◆ What you should do
Copy word for word the part of the post below about a spouse and a previous homeowner, between "And I don’t" and "someone I hate.", inclusive.

- 8 years ago
- Wedding: September 2011
For acting like a byotch to SO sometimes but my temper and moodiness just get the best of me. 🙁 I get really pissed about small stuff and it just builds up.
Today I wasn’t really in a great mood to begin with because my tooth was really hurting (I have an abcessed tooth that’s getting a root canal Monday) and I couldn’t get the pain to stop regardless of medicine and ice packs. It started out when SO wouldn’t talk to me about curtains for the living room. We have very outdated vertical blinds and he just refuses to listen to ideas about window treatments because “the vertical blinds are very expensive” (and were in the house when we bought it). That’s usually his response to most redecorating ideas… But that’s not even really the issue. It’s him completely shutting me down without even thinking about listening.
So that just made me even more grumpy. Later in the day, his “friend” (previous homeowner) comes over with his nephew to say happy new year. Um, okay, whatever. I strongly dislike the previous homeowner because he always pops in, uninvited, without calling, “just to say hello”, often staying for dinner, also without invitation. He also tries very very hard to stir up conflict between SO and I. Today, SO and this guy were talking about how the kitchen sink is acting up. SO goes to the basement to grab a tool or something and I’m passing through to grab my purse because it’s sitting on the kitchen counter. He makes a comment like “Isn’t owning a home fucking awful?” (He cusses like a sailor in front of me) I kind of gape at him and say something along the lines of “Um, I mean, not really.” And get the heck outta dodge because I’m not his biggest fan at allll.
Later, SO was like “He said you snapped at him while you were in the kitchen, that he was trying to make small talk and you just snapped at him.” That’s what I mean by stir the pot. This leads SO to say that I shouldn’t be so rude, the guy is just trying to be nice… I think he’s trying to stir the pot.
I just don’t deal well with this stuff. It just makes me angry and talking to SO about it doesn’t really seem to fix things because I don’t have a solution. He always comes back to a topic like the redecorating once he’s gotten used to the idea and we compromise, which turns out really nicely. But it’s the path to that that’s frustrating because I feel like I’m pouty and rotten to him.
And I don’t have a solution to dealing with this friend/previous homeowner. SO and I have talked about the guy and how I think he’s an awful creeper but SO seems to enjoy having someone to talk tools and projects with. But the guy is awful and I end up being pouty and rotten when he shows up (unannounced, uninvited) at my house.
SO gets to deal with me being rotten and pouty like a 4 year old and then long talks about it. We just can’t come up with a solution to the fact that he is friends with someone I hate.
Any advice? Anyone else every feel like they’re mean to their SO/FI/DH and seriously regret it?

◆ Recorded data
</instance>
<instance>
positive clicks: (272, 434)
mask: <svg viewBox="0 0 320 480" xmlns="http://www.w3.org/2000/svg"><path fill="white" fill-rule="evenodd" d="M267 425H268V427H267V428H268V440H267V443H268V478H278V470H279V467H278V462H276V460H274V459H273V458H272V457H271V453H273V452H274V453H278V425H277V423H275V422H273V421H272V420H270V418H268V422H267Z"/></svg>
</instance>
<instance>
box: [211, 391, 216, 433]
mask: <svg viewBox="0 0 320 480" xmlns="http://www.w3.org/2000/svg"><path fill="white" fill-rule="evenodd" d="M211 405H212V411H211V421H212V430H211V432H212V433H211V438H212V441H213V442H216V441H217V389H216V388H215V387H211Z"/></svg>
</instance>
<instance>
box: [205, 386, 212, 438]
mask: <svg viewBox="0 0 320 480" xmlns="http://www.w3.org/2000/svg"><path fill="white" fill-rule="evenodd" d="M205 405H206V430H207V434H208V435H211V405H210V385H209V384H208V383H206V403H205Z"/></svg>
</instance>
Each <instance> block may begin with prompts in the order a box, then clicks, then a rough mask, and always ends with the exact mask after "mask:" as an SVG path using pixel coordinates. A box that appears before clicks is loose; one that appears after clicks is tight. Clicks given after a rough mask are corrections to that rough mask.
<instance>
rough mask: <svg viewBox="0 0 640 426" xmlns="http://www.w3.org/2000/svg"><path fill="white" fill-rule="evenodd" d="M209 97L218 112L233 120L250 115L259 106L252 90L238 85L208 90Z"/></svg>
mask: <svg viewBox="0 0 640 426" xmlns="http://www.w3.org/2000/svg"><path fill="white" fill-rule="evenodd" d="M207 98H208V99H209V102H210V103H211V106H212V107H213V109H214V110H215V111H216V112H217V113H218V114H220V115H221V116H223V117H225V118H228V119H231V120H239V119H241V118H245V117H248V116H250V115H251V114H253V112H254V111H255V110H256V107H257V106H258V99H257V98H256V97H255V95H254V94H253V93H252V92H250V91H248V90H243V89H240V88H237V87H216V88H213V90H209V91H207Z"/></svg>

◆ Exercise result
And I don’t have a solution to dealing with this friend/previous homeowner. SO and I have talked about the guy and how I think he’s an awful creeper but SO seems to enjoy having someone to talk tools and projects with. But the guy is awful and I end up being pouty and rotten when he shows up (unannounced, uninvited) at my house.
SO gets to deal with me being rotten and pouty like a 4 year old and then long talks about it. We just can’t come up with a solution to the fact that he is friends with someone I hate.